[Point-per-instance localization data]

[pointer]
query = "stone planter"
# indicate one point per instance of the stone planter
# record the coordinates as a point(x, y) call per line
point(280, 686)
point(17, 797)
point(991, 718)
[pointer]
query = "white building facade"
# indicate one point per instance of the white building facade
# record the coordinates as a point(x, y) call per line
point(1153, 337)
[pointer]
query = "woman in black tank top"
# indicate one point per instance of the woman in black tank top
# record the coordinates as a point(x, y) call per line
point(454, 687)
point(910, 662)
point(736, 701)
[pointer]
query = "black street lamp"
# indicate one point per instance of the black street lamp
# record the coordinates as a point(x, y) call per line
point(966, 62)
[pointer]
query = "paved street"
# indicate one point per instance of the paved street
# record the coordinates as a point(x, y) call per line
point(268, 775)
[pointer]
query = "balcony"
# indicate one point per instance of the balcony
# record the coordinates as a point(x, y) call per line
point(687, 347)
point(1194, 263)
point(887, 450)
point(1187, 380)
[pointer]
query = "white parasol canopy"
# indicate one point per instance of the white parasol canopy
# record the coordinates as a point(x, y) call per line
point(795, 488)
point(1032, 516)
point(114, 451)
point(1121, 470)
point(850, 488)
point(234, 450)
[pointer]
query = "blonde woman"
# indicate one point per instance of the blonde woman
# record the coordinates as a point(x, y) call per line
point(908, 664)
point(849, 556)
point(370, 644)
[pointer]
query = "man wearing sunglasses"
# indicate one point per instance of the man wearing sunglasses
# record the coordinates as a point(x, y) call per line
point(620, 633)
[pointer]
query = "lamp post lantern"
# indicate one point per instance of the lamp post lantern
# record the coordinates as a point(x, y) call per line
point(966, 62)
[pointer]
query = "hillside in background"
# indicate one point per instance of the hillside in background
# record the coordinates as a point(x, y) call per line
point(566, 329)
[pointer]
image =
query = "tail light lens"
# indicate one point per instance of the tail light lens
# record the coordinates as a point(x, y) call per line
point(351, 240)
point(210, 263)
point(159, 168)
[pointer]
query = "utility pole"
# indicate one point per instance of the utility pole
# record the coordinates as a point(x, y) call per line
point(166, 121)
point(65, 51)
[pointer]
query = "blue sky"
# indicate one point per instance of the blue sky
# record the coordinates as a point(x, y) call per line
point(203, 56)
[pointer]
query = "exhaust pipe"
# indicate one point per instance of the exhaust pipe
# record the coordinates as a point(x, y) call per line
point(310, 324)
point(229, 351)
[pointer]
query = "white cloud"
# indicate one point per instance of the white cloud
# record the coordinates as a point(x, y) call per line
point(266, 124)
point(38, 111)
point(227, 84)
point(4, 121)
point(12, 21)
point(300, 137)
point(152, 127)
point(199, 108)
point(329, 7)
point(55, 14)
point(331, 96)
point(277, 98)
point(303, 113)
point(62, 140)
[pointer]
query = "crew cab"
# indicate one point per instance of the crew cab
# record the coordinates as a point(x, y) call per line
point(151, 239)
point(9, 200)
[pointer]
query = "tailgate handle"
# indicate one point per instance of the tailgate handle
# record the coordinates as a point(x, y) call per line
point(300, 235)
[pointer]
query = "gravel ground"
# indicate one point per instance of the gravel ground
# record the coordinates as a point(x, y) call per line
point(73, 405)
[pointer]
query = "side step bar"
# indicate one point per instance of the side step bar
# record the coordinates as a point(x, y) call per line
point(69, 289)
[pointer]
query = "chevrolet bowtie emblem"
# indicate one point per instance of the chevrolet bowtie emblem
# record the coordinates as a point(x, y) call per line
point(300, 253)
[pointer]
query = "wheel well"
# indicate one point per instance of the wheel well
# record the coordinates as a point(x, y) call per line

_ASSIGNED TASK_: Every record must be transcribed exactly, with no line skipped.

_TASK SOLUTION_:
[pointer]
query = "stone planter"
# indicate one point per instance of the stone planter
# record the coordinates as a point(x, y) call per line
point(280, 686)
point(17, 797)
point(991, 718)
[pointer]
query = "white building facade"
# indicate one point per instance of the white building facade
# record the coordinates as a point(x, y) call per line
point(1153, 337)
[pointer]
query = "woman in black tank top"
# indicate one point per instance of the woman in black tank top
# record the coordinates as a point(x, y) call per line
point(454, 687)
point(910, 662)
point(736, 701)
[pointer]
query = "black street lamp"
# indicate one point per instance of the black street lamp
# record the coordinates as a point(x, y) call per line
point(966, 62)
[pointer]
query = "paved street"
# indicate one point per instance of the paved street
# record the coordinates as a point(x, y) call per line
point(268, 775)
[pointer]
query = "balcony"
# indicate one point per instance of the balcony
# record the coordinates as a point(x, y) call per line
point(687, 347)
point(1194, 263)
point(887, 450)
point(1187, 380)
[pointer]
query = "white parasol canopy"
# indicate one point per instance of the white parasol canopy
# record the coordinates as a point(x, y) call per line
point(795, 488)
point(1032, 516)
point(114, 451)
point(1121, 470)
point(850, 488)
point(234, 450)
[pointer]
query = "blonde woman"
# indicate one point per instance of the blonde woman
# record the coordinates as a point(x, y) call per line
point(908, 664)
point(849, 556)
point(370, 644)
[pointer]
query = "man wearing sunglasses"
# indicate one point per instance of the man wearing sunglasses
# record the coordinates as a point(x, y) call per line
point(620, 633)
[pointer]
query = "lamp post lantern"
# indicate one point per instance of the lamp post lantern
# record the coordinates as a point(x, y) call per line
point(966, 62)
[pointer]
query = "hillside in background"
# indicate one point per instance of the hillside in background
# record the coordinates as a point(x, y) call per line
point(566, 329)
[pointer]
image =
query = "tail light lens"
# indicate one point per instance of the tail light lens
# record the coordinates as a point(x, y) call per line
point(351, 240)
point(210, 263)
point(159, 168)
[pointer]
query = "utility pole"
# indicate one point per instance of the utility pole
# record the coordinates as a point(x, y) call per line
point(166, 121)
point(65, 51)
[pointer]
query = "blue sky"
# indicate one point per instance of the blue sky
# record the coordinates as a point(x, y) call per line
point(203, 56)
[pointer]
query = "exhaust pipe"
# indicate one point per instance of the exhaust pipe
# record the coordinates as a point(x, y) call per line
point(310, 324)
point(229, 351)
[pointer]
query = "white cloud"
# indicate one point per instance of the white cloud
# record the coordinates as a point(x, y) call per line
point(266, 124)
point(38, 111)
point(227, 84)
point(4, 121)
point(12, 21)
point(300, 137)
point(152, 127)
point(199, 108)
point(329, 7)
point(55, 14)
point(331, 96)
point(277, 98)
point(303, 113)
point(62, 140)
[pointer]
query = "crew cab"
# indicate one point per instance of the crew cab
# record the coordinates as a point(x, y) call per line
point(151, 239)
point(9, 200)
[pointer]
query = "tailgate handle"
# indicate one point per instance of the tailgate handle
# record the coordinates as a point(x, y) call per line
point(300, 235)
[pointer]
query = "gravel ground"
# indicate one point per instance of the gravel ground
# record the coordinates as a point(x, y) call per line
point(73, 405)
[pointer]
query = "side step bar"
# indicate one point per instance of the side step bar
# record the coordinates as a point(x, y) call per line
point(69, 289)
[pointer]
query = "chevrolet bowtie emblem"
# indicate one point per instance of the chevrolet bowtie emblem
# record the coordinates as a point(x, y) call per line
point(300, 253)
[pointer]
query = "wheel well"
# indicate one point per instance of the wheel well
# record the coordinates as a point(x, y) call per line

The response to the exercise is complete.